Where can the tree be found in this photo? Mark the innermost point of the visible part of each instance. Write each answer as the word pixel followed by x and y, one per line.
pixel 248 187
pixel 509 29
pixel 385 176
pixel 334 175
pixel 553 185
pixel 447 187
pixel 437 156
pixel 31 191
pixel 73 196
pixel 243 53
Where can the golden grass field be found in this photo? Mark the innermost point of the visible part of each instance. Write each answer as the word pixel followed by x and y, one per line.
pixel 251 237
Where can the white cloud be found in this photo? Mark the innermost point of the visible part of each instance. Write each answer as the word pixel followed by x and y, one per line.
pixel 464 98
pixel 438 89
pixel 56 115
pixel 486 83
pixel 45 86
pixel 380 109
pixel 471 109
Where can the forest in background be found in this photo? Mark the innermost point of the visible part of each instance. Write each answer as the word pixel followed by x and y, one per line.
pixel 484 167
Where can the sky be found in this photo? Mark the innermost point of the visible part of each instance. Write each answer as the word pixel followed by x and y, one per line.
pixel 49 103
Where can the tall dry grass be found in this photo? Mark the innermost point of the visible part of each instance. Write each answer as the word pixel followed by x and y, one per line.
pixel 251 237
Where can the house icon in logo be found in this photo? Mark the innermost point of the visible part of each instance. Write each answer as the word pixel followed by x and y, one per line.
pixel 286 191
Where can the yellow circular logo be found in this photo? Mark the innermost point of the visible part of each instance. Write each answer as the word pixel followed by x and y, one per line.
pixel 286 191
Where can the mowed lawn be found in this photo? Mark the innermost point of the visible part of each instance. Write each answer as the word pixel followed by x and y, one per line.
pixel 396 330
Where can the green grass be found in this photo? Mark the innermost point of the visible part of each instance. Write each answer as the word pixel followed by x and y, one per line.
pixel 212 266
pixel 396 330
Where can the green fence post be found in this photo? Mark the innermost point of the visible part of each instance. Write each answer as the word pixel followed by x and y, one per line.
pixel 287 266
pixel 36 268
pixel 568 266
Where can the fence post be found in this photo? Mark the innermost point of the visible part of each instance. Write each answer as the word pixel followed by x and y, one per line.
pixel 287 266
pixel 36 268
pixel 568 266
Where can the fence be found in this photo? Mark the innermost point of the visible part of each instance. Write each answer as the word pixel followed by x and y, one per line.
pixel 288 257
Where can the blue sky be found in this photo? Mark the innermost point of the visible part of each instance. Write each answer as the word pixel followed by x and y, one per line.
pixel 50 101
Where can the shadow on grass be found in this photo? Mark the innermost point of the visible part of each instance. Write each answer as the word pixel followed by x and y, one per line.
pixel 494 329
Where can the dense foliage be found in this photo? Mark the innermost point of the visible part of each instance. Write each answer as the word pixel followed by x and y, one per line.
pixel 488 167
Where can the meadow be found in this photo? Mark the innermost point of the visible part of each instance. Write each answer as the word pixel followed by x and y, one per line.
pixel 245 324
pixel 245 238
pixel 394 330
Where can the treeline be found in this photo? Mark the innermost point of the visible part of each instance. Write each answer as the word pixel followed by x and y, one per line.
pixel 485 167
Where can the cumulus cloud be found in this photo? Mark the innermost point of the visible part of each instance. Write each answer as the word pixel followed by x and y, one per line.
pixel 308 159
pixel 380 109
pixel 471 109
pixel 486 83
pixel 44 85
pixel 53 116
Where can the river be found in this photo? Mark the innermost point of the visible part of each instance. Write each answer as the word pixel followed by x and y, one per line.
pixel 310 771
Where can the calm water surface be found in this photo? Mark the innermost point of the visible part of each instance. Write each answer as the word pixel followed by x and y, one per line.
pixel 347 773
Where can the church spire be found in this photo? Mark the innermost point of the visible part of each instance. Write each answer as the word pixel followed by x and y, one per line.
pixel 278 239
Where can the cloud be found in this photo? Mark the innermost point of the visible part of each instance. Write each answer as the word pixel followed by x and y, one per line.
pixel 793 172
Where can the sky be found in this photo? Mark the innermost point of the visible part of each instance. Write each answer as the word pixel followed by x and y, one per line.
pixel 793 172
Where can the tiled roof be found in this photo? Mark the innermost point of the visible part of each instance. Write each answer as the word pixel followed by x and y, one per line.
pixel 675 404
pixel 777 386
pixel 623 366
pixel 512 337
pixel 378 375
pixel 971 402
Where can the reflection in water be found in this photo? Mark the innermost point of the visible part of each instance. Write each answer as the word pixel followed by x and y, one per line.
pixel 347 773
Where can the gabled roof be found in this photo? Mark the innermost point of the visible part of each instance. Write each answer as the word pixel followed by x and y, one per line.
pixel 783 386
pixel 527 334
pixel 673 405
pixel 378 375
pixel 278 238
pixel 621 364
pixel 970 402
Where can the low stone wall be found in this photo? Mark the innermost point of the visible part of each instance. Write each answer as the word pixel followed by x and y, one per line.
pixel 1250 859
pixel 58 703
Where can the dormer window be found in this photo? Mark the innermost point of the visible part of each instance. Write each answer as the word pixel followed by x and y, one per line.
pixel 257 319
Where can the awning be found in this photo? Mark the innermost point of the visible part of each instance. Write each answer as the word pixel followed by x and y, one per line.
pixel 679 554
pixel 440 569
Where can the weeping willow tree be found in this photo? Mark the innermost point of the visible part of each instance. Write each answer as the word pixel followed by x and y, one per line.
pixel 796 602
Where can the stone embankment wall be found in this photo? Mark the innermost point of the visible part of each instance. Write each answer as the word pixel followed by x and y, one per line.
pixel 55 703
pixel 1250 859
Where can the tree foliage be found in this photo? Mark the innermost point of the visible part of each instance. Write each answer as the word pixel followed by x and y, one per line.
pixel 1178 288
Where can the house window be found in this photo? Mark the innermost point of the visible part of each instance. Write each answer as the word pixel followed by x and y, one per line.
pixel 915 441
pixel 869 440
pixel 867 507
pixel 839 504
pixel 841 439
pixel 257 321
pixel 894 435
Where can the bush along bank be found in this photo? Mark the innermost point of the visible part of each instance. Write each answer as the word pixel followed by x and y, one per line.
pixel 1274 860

• • •

• EXERCISE GOAL: Can you write out the whole listing again, with every "innermost point" swapped for "central point" and nothing else changed?

• TASK SOLUTION:
Where can the tree be found in this photo? Mark the central point of the visible part of each instance. Write each answer as the word pixel followed by x and y, one per line.
pixel 248 187
pixel 509 29
pixel 385 176
pixel 334 175
pixel 553 185
pixel 447 187
pixel 437 156
pixel 31 191
pixel 73 196
pixel 243 53
Where can the golden grass field be found in this photo? Mark the central point of the visible part of each instance. Write each answer as the word pixel followed by x and y, one per line.
pixel 251 237
Where can the white cloud be found in this photo? Mark the central point of the visible part of each instance. Write each answer as the word pixel followed by x and y, one per line.
pixel 464 98
pixel 438 89
pixel 56 115
pixel 486 83
pixel 45 86
pixel 380 109
pixel 471 109
Where can the forest in background be found in this photo? Mark the central point of the visible part of each instance. Write each answer as the word pixel followed by x and y, one per line.
pixel 484 167
Where can the sky be found in this photo? Mark the central point of the visible part of each instance. Write each answer as the word pixel followed by x and y, one per line.
pixel 49 103
Where can the tall dry grass be found in this photo? Mark the central point of the visible part of each instance. Write each answer as the word pixel followed by x and y, one per line.
pixel 251 237
Where can the house icon in logo be found in this photo? Mark the central point of the visible part of each instance. Write each answer as the word pixel followed by x and y, one per line.
pixel 286 191
Where can the yellow circular logo be found in this photo? Mark the central point of the visible part of each instance. Write each answer as the word pixel followed by x and y, one per line.
pixel 286 191
Where can the mowed lawn be found in this photo? Mark the central point of the visible part of each instance. Write each answer as the word pixel followed by x and y, one per line.
pixel 396 330
Where can the green grass be found in this photo? Mark the central point of the visible part of each instance. Write each answer as the word pixel followed by x and y, one per line.
pixel 212 266
pixel 396 330
Where can the green fence post be found in this photo? Mark the central point of the visible part of each instance. Write each answer as the word pixel followed by x and y, one per line.
pixel 287 266
pixel 36 268
pixel 568 266
Where can the fence post be found in this photo? Mark the central point of the visible part of each instance. Write each answer as the word pixel followed by x and y, one per line.
pixel 287 266
pixel 36 268
pixel 568 266
Where can the fence be found in this photo? Mark the central point of the visible part of each instance. Write each answer as the word pixel followed by x and y, one per line.
pixel 288 257
Where can the blue sky be found in this photo? Mark the central point of the visible part of each instance. Write each answer as the word pixel followed by x and y, one per line.
pixel 50 101
Where can the shadow on grass be found in this photo? Mark the central point of the visible part of each instance. Write each answer as the word pixel followed by x and y, one per line.
pixel 494 329
Where can the dense foliage be found in this photo? Mark the central point of the visible part of each instance. Write each answer as the word pixel followed by x and y, one per line.
pixel 488 167
Where can the meadow be found in this photo? Mark the central point of the visible part of each instance. Write each answer as the word pixel followed by x and y, one per line.
pixel 245 324
pixel 245 238
pixel 394 330
Where can the treeline be found in this photo? Mark the central point of the visible part of each instance. Write each answer as the word pixel followed by x and y, one per line.
pixel 485 167
Where can the cumulus cloud be found in this photo? Mark the central point of the visible part of each instance. Write each answer as the word pixel followed by x and y, one per line.
pixel 308 159
pixel 380 109
pixel 471 109
pixel 486 83
pixel 44 85
pixel 53 116
Where can the river be found in this photo? Mark the central point of the visible part of each instance. Write each answer as the word pixel followed by x and y, one per line.
pixel 310 771
Where can the calm water surface be found in this photo? Mark the central point of the visible part of each instance. Write each answer as the word pixel followed by x and y, one per line.
pixel 347 773
Where can the church spire be found in this photo? Mark the central point of the visible part of each instance. Write each answer as the word pixel followed by x and y, one per line.
pixel 278 239
Where can the cloud be found in this photo? Mark the central point of the visible part of each instance. Write each answer as the word pixel followed by x and y, one per line.
pixel 793 172
Where can the sky be found in this photo? Mark the central point of the visible part of each instance. Write each answer as the word pixel followed by x and y, one per line.
pixel 793 172
Where can the tiled roof be found in this photo? Mark the central point of the visible part of each instance. Write each answer as the word pixel followed by x and y, one per line.
pixel 675 404
pixel 777 386
pixel 623 366
pixel 512 337
pixel 378 375
pixel 971 402
Where can the reflection in water be found in this photo? Mark the central point of the visible part of each instance. Write each answer as the word pixel followed by x and y, one per line.
pixel 347 773
Where can the gabled roof be found in this photo? Mark the central point of the visible part of each instance. Write each answer as the word pixel followed by x and y, one per line.
pixel 783 386
pixel 527 334
pixel 673 405
pixel 378 375
pixel 278 238
pixel 621 364
pixel 970 402
Where can the low stone wall be found in this photo? Mark the central point of the visible part of each instance. Write each answer as the word pixel followed by x and y, one per line.
pixel 1250 859
pixel 58 703
Where can the dormer window be found in this photo? Mark the central point of the visible part of each instance. Write each answer as the word pixel followed by x and y, one per line.
pixel 257 319
Where can the awning be found in this photo? Mark the central point of the visible part of each instance. Write each answer as the word pixel followed by x and y, one per line.
pixel 679 554
pixel 440 569
Where can the weeping willow tree be found in this photo? Mark the central point of the visible part of each instance. Write each answer as the word pixel followed by x and y, one per line.
pixel 796 602
Where can the stone embankment wall be found in this photo? Mark the central point of the visible part of each instance. Write each answer as the word pixel followed by x and y, one per line.
pixel 55 703
pixel 1250 859
Where can the tree foliage be found in this photo? Mark the central point of the visible part of each instance. Write each answer as the word pixel followed by x and y, one per line.
pixel 1178 288
Where can the house window be found in this photo? Mark the central point of the visible part of each instance. Write each answer as the word pixel followed by x and y, one per line.
pixel 915 441
pixel 869 440
pixel 867 507
pixel 839 504
pixel 841 439
pixel 257 321
pixel 894 435
Where can the bush along bank be found in this photo? Mark the central point of the visible part of each instance. Write each answer as the word pixel followed by x and y, one per line.
pixel 1274 860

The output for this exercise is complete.